* _Dataset records_:
------------
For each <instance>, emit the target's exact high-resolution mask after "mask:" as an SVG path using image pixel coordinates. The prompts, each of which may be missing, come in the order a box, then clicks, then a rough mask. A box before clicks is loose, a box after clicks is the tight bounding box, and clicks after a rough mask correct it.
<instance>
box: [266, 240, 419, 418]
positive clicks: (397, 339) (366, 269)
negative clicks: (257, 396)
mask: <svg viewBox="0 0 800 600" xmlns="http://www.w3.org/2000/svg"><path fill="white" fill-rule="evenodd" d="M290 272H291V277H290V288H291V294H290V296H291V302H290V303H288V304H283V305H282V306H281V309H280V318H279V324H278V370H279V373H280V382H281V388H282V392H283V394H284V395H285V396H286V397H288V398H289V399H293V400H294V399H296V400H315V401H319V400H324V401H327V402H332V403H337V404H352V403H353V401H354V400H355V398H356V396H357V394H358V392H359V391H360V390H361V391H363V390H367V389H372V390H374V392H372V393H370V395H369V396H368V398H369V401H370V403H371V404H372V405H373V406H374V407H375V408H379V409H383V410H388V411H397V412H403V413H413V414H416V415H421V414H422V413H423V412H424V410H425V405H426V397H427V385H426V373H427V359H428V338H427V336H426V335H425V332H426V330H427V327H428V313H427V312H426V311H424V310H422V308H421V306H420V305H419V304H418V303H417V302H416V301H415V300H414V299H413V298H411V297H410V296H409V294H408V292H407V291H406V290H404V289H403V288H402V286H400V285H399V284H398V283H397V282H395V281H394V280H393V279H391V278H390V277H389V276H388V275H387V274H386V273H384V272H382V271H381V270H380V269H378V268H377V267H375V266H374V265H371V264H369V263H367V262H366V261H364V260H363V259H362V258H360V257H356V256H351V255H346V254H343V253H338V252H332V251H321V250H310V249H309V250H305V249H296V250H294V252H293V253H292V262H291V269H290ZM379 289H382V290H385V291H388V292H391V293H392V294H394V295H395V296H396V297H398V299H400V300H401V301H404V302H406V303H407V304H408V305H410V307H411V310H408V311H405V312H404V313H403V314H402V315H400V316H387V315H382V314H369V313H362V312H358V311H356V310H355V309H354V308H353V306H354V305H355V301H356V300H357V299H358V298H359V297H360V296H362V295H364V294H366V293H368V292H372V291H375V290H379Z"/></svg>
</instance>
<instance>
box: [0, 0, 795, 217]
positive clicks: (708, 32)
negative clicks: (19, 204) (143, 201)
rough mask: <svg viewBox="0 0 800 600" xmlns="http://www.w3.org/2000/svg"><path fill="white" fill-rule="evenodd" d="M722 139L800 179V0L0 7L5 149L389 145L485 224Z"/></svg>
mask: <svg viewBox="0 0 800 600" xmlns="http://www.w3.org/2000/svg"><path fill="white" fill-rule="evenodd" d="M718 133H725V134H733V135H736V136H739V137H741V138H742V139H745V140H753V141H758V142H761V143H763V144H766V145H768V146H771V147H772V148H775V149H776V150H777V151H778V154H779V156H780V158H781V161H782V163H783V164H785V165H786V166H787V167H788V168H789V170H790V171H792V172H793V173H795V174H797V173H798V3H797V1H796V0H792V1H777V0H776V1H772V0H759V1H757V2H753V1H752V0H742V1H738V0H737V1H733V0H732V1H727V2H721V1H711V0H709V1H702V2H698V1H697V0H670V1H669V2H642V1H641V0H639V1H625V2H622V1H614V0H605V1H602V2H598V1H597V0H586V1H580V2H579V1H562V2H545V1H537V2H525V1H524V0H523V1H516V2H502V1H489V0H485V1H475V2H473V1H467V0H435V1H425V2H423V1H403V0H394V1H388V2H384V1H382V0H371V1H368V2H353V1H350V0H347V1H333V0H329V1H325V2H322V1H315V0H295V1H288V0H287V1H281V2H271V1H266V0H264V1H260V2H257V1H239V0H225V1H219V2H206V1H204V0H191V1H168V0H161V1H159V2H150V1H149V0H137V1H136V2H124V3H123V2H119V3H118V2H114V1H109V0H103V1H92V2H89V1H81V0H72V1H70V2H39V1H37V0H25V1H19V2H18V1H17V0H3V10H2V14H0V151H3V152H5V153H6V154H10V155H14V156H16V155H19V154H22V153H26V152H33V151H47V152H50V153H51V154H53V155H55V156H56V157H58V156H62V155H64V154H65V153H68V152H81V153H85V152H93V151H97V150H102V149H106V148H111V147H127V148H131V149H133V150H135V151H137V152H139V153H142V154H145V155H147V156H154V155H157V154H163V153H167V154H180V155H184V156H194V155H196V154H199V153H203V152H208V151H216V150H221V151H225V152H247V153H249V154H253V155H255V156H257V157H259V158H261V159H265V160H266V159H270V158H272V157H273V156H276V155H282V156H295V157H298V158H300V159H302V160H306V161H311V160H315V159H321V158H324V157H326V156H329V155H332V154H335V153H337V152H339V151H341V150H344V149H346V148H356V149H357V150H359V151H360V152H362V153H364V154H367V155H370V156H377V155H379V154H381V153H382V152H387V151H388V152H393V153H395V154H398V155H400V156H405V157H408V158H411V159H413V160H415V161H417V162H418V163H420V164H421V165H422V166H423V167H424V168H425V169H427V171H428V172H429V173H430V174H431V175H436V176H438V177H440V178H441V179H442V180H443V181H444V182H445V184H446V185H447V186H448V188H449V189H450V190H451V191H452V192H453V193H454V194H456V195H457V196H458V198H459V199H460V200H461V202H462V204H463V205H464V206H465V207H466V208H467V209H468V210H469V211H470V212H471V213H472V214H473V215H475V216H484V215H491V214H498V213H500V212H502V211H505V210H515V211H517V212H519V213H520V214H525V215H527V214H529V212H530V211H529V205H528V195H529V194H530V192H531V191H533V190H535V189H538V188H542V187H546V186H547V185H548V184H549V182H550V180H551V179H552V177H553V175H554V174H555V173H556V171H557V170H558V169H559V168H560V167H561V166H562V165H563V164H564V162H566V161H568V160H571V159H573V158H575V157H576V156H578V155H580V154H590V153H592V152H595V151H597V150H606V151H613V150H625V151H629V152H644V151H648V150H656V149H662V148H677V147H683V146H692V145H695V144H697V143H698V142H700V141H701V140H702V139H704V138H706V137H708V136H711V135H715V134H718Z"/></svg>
------------
* _Task brief_:
Each line of the material above needs repeating verbatim.

* _Answer to the exercise_:
For each <instance>, emit the target's exact high-resolution mask after "mask:" as an SVG path using image pixel coordinates. The prompts, each of which may be missing, come in the order a box, then clicks, then a rough mask. A box before clicks is loose, a box after clicks is the tight bounding box, and clicks after a rough mask correct it.
<instance>
box: [266, 240, 419, 418]
positive clicks: (397, 339) (366, 269)
negative clicks: (257, 396)
mask: <svg viewBox="0 0 800 600" xmlns="http://www.w3.org/2000/svg"><path fill="white" fill-rule="evenodd" d="M290 272H291V277H290V288H291V294H290V296H291V302H290V303H288V304H283V305H282V306H281V309H280V318H279V324H278V370H279V373H280V382H281V388H282V392H283V394H284V395H285V396H286V397H288V398H289V399H293V400H294V399H296V400H315V401H319V400H324V401H327V402H332V403H337V404H352V403H353V401H354V400H355V398H356V396H357V394H358V392H359V391H360V390H361V391H363V390H367V389H372V390H374V392H372V393H370V395H369V396H368V398H369V401H370V403H371V404H372V405H373V406H374V407H375V408H379V409H383V410H388V411H397V412H403V413H413V414H416V415H421V414H422V413H423V412H424V410H425V405H426V397H427V385H426V373H427V359H428V338H427V336H426V335H425V332H426V330H427V327H428V313H427V312H426V311H424V310H422V308H421V306H420V305H419V304H418V303H417V302H416V301H415V300H414V299H413V298H411V297H410V296H409V294H408V292H407V291H406V290H404V289H403V288H402V286H400V285H399V284H398V283H397V282H395V281H394V280H393V279H391V278H390V277H389V276H388V275H387V274H386V273H384V272H382V271H381V270H380V269H378V268H377V267H375V266H374V265H371V264H369V263H367V262H366V261H364V260H363V259H362V258H360V257H356V256H351V255H346V254H343V253H338V252H332V251H321V250H310V249H309V250H305V249H296V250H294V252H293V253H292V262H291V269H290ZM379 289H382V290H385V291H388V292H391V293H392V294H394V295H395V296H396V297H398V299H400V300H401V301H404V302H406V303H407V304H408V305H410V307H411V310H408V311H405V312H404V313H403V314H402V315H400V316H387V315H382V314H369V313H362V312H358V311H356V310H355V309H354V308H353V306H354V305H355V301H356V300H357V299H358V298H359V297H360V296H362V295H364V294H366V293H368V292H372V291H375V290H379Z"/></svg>
</instance>
<instance>
box: [0, 0, 795, 217]
positive clicks: (708, 32)
negative clicks: (19, 204) (143, 201)
rough mask: <svg viewBox="0 0 800 600" xmlns="http://www.w3.org/2000/svg"><path fill="white" fill-rule="evenodd" d="M722 139L800 179V0L0 7L5 149L389 145L485 224Z"/></svg>
mask: <svg viewBox="0 0 800 600" xmlns="http://www.w3.org/2000/svg"><path fill="white" fill-rule="evenodd" d="M718 133H725V134H733V135H736V136H739V137H741V138H742V139H745V140H753V141H758V142H761V143H763V144H766V145H768V146H771V147H772V148H775V149H776V150H777V151H778V154H779V156H780V158H781V161H782V163H783V164H785V165H786V166H787V167H788V168H789V170H790V171H792V172H793V173H795V174H797V173H798V3H797V1H796V0H792V1H777V0H776V1H772V0H759V1H757V2H753V1H752V0H742V1H738V0H737V1H733V0H732V1H727V2H721V1H711V0H709V1H702V2H698V1H697V0H670V1H669V2H642V1H641V0H639V1H625V2H622V1H614V0H605V1H602V2H598V1H597V0H586V1H580V2H579V1H562V2H545V1H537V2H525V1H524V0H523V1H516V2H502V1H489V0H485V1H475V2H473V1H467V0H435V1H425V2H423V1H403V0H394V1H388V2H384V1H382V0H371V1H368V2H353V1H350V0H347V1H333V0H329V1H325V2H322V1H315V0H295V1H288V0H287V1H281V2H271V1H266V0H264V1H260V2H257V1H239V0H225V1H219V2H206V1H204V0H191V1H168V0H161V1H159V2H150V1H149V0H137V1H136V2H124V3H123V2H119V3H118V2H114V1H109V0H103V1H92V2H89V1H81V0H72V1H70V2H39V1H37V0H25V1H19V2H18V1H17V0H3V10H2V14H0V151H3V152H5V153H6V154H10V155H14V156H16V155H19V154H22V153H26V152H33V151H47V152H50V153H51V154H53V155H55V156H56V157H58V156H62V155H64V154H65V153H68V152H81V153H85V152H93V151H97V150H102V149H106V148H111V147H127V148H131V149H133V150H135V151H137V152H139V153H142V154H145V155H147V156H154V155H157V154H163V153H167V154H180V155H184V156H194V155H196V154H199V153H203V152H208V151H216V150H221V151H225V152H247V153H249V154H253V155H255V156H257V157H259V158H261V159H265V160H266V159H270V158H272V157H273V156H276V155H282V156H295V157H298V158H300V159H302V160H306V161H311V160H315V159H321V158H324V157H326V156H329V155H332V154H335V153H337V152H339V151H341V150H344V149H346V148H356V149H357V150H359V151H360V152H362V153H364V154H367V155H370V156H377V155H379V154H381V153H382V152H387V151H388V152H393V153H395V154H398V155H400V156H405V157H408V158H411V159H413V160H415V161H417V162H418V163H420V164H421V165H422V166H423V167H424V168H425V169H427V171H428V172H429V173H430V174H431V175H436V176H438V177H440V178H441V179H442V180H443V181H444V182H445V184H446V185H447V186H448V188H449V189H450V190H451V191H452V192H453V193H454V194H456V195H457V196H458V198H459V199H460V200H461V202H462V204H463V205H464V206H465V207H466V208H467V209H468V210H469V211H470V212H471V213H472V214H473V215H475V216H484V215H491V214H498V213H500V212H502V211H505V210H515V211H517V212H519V213H520V214H525V215H527V214H529V212H530V211H529V205H528V195H529V194H530V192H531V191H533V190H535V189H538V188H542V187H546V186H547V185H548V184H549V182H550V180H551V179H552V177H553V175H554V174H555V173H556V171H557V170H558V169H559V168H560V167H561V166H562V165H563V164H564V162H566V161H568V160H571V159H573V158H575V157H576V156H578V155H580V154H590V153H592V152H595V151H597V150H606V151H613V150H625V151H629V152H644V151H648V150H656V149H662V148H677V147H683V146H692V145H695V144H697V143H698V142H700V141H701V140H702V139H704V138H706V137H708V136H711V135H715V134H718Z"/></svg>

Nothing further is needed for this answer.